··· DATA IN THIS EXERCISE ···

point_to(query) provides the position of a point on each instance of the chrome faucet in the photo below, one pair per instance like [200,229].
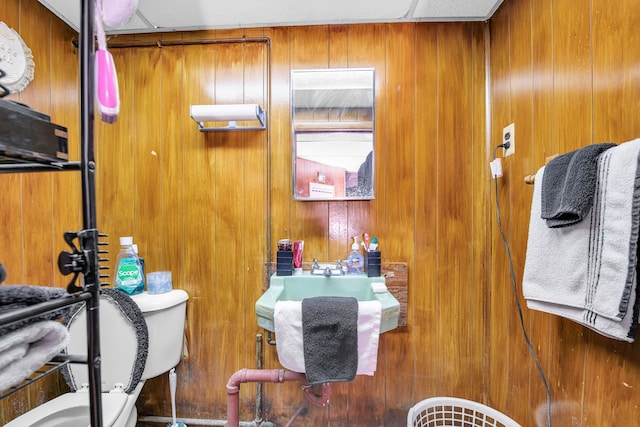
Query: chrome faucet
[327,272]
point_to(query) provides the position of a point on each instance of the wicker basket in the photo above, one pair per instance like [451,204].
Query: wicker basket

···

Can you arrange the lines from the one containing "instance like [451,204]." through the end of the items above as a Markdown table with columns Row and Line, numbering each row and skipping blank lines?

## EXERCISE RESULT
| Row | Line |
|---|---|
| 1 | point_to(query) provides the position of a point on each instance of the wicker basket in the photo above, one pair per instance like [451,204]. |
| 2 | Query: wicker basket |